Your objective » Write the material out again in full, exactly.

Excerpted records »
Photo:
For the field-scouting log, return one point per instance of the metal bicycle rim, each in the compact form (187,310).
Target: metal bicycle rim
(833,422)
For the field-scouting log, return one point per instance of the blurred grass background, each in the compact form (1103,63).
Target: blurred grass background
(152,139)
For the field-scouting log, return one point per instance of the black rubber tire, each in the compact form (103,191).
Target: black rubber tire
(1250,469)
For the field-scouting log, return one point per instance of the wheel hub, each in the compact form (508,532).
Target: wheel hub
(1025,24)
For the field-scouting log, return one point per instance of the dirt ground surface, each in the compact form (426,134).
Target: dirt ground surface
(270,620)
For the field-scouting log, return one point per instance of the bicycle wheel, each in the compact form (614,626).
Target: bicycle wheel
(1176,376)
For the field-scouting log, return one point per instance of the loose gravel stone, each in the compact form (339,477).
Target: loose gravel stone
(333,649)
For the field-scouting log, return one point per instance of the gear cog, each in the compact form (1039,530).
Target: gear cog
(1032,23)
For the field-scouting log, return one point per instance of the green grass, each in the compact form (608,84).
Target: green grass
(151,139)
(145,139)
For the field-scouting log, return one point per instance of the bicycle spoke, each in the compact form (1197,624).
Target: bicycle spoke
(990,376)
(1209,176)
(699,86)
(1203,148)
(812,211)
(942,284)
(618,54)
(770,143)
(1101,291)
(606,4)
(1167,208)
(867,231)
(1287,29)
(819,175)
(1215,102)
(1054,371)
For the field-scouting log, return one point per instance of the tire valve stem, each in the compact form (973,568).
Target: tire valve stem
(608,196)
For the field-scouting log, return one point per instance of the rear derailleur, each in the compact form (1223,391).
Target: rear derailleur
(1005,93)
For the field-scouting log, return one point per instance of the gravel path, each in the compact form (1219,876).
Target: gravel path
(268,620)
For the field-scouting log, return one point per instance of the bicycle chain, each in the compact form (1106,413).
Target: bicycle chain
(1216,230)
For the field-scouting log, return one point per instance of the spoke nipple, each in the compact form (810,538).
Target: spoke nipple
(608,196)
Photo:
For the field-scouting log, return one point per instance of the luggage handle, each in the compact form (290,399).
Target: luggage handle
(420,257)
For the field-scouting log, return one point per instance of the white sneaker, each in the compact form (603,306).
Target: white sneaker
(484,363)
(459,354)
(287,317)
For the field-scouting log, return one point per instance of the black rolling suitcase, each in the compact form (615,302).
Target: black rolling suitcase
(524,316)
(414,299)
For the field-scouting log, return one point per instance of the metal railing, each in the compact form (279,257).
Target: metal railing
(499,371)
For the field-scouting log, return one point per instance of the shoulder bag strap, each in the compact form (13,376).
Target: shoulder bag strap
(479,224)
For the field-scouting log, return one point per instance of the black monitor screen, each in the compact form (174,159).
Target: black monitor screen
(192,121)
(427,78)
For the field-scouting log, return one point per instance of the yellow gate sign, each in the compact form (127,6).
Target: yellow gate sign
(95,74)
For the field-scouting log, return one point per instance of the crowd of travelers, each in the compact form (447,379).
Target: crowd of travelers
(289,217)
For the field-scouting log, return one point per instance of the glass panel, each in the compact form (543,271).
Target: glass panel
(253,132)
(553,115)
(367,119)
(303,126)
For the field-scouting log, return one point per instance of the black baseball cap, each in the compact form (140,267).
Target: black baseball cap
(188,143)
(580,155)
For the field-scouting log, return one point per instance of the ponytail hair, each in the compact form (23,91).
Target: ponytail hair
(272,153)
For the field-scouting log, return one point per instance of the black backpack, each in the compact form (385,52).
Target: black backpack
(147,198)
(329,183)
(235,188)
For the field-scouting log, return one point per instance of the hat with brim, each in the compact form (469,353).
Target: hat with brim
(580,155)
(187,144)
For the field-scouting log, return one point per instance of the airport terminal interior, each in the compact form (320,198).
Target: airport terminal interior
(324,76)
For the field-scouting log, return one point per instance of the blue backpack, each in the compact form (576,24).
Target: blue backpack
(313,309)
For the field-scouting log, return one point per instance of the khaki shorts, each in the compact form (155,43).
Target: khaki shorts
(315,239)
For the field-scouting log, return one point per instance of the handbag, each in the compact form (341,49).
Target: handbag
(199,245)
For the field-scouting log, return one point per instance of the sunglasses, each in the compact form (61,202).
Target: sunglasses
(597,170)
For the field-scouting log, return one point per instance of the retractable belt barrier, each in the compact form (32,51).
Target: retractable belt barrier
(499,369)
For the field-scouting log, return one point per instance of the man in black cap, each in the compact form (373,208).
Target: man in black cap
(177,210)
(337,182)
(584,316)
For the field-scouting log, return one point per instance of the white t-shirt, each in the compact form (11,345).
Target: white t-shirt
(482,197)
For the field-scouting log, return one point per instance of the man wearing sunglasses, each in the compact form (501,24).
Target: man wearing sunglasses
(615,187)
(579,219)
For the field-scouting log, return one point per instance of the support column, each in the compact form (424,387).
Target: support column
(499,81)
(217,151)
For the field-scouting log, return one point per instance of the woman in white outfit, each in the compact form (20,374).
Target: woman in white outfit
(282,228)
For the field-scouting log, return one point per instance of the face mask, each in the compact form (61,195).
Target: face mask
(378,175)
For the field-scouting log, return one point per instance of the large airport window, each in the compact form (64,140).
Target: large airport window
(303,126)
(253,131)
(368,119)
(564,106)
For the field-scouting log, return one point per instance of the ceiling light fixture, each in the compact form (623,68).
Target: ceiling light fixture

The solution »
Photo:
For the field-scouting log, return one point per instance of the metal bicycle rim, each in the compact form (187,310).
Target: metal bicycle rim
(833,422)
For the field-scouting log, return one point per instance of the blurred grass background, each in the compact form (1103,63).
Target: blurred grass background
(152,139)
For the field-scouting log, return one point per instance of the black rubber tire, each in the compact form (103,191).
Target: black rubber tire
(1250,469)
For the field-scouting log, return one point per instance of the wheel hub, each in the compact form (508,532).
Target: wheel hub
(1025,24)
For the field-scouting log, return one point per instance of the dirt ground surface, each in the compact form (426,134).
Target: dirt ground surface
(270,620)
For the field-scouting log, return one point per instance of the bicycle wheel, each in the compact form (614,626).
Target: bicycle wheel
(1176,376)
For the field-scouting log, return one point per instance of the loose gravel stone, each in the compact form (339,477).
Target: loose gravel stone
(333,649)
For the field-scouting log, return one point per instance of the gear cog, each in the compact form (1039,530).
Target: gear cog
(1032,23)
For the field-scouting log, return one point per instance of the green grass, each in the compact form (608,84).
Target: green grass
(151,139)
(145,139)
For the field-scouting log, return one point per instance of the bicycle spoke, each in the compact form (1197,624).
Target: bicycle spoke
(990,376)
(1209,176)
(699,86)
(1203,148)
(812,211)
(942,284)
(618,54)
(770,143)
(1101,291)
(606,4)
(1167,208)
(867,231)
(1287,29)
(819,175)
(1215,102)
(1054,371)
For the field-scouting log, return one point per instance of the tire valve stem, each in the compact form (973,568).
Target: tire valve stem
(608,196)
For the field-scouting log, return one point per instance of the rear derailleur, each in the compact form (1223,391).
Target: rear derailleur
(1005,93)
For the field-scouting log, return one point per instance of the gravel path, each in the compact form (1219,876).
Target: gravel path
(268,620)
For the field-scouting log, return one point per instance of the bicycle chain, each in the compact form (1106,413).
Target: bicycle chain
(1216,230)
For the field-scouting log, return one point per instance of the spoke nipple, each in the compact form (810,538).
Target: spoke nipple
(608,196)
Photo:
For the field-scouting log, return one point per instance of the luggage handle, each in the compact form (290,399).
Target: luggage handle
(420,257)
For the field-scouting log, return one point per instance of the white sneaker, each in the compact form (603,306).
Target: white sneaker
(484,363)
(459,354)
(287,317)
For the field-scouting log, return one point per instance of the black rolling suitcase, each in the compact form (615,302).
Target: black rolling suitcase
(524,316)
(414,299)
For the field-scouting log, return one point per instance of the metal railing, each in the compact form (279,257).
Target: metal railing
(499,371)
For the field-scouting log, return one point per instance of the shoulder bag strap, each in the compact form (13,376).
Target: shoulder bag strap
(479,224)
For the field-scouting log, return one point per instance of the black monitor screen, each in the compact form (174,159).
Target: black monitor screen
(192,121)
(427,78)
For the field-scouting log, return one point per instance of the yellow gate sign, each in the compact form (127,6).
Target: yellow gate sign
(95,74)
For the field-scouting log, return one point per instance of the crowd of travelers, each in the compact form (447,379).
Target: crowd of travelers
(289,217)
For the field-scouting log, return one point per instance of the glass panel, each in the compact form (543,271).
Target: glass panel
(253,132)
(553,115)
(367,119)
(303,126)
For the field-scouting log, return one point per instance of the black baseball cap, each in the compact form (140,267).
Target: black baseball cap
(188,143)
(580,155)
For the field-scouting log, return one point per instance of the ponytail hair, each in the compact form (23,91).
Target: ponytail hair
(272,153)
For the field-scouting log, return one point per instance of the black backpack, each in the compact form (385,52).
Target: black backpack
(147,198)
(329,183)
(235,188)
For the field-scouting log, return one point per instance of the hat with brim, each in the compact form (469,353).
Target: hat with brim
(580,155)
(187,144)
For the field-scouting log, return one point per instance of the airport terminal interior, each in the compact form (320,198).
Target: airport terminal interior
(324,76)
For the field-scouting log, return one point per instance of the blue backpack, each in the compact form (576,24).
Target: blue backpack
(313,309)
For the field-scouting log, return one point per instance of the khaki shorts, each in the compact form (155,43).
Target: khaki shorts
(315,239)
For the field-scouting log, return one point per instance of the handbag, each in the compact form (341,49).
Target: handbag
(199,245)
For the field-scouting log, return one point per instance of the sunglasses, each in the compact form (61,202).
Target: sunglasses
(597,170)
For the field-scouting log, return one point per instance of the retractable belt barrier, each in the compact form (32,51).
Target: retractable belt barrier
(499,369)
For the field-scouting log, return one point per instance of the man in black cap, each in the compact form (373,208).
Target: man in black cap
(177,210)
(337,182)
(584,316)
For the field-scouting log, return one point per instance of the white t-shirt, each in the compact form (11,345).
Target: white t-shirt
(482,197)
For the field-scouting log, return one point per instance of the man wearing sunglasses, each in the compact form (501,24).
Target: man wearing sunglasses
(615,187)
(579,219)
For the field-scouting log, return one point per instance of the support column, each in the compact form (424,387).
Target: support column
(499,81)
(217,151)
For the field-scouting log, return one point per instance of the woman in white outfit, each in the compact form (20,374).
Target: woman in white outfit
(282,228)
For the field-scouting log, return one point per instance of the face mask, each in the compact form (61,195).
Target: face mask
(378,175)
For the field-scouting log, return one point per instance of the large airport window, each in the compact form (64,140).
Target: large airport window
(303,126)
(253,131)
(368,119)
(564,106)
For the field-scouting log, return one point per instance of the ceiling light fixture, each in the compact form (623,68).
Target: ceiling light fixture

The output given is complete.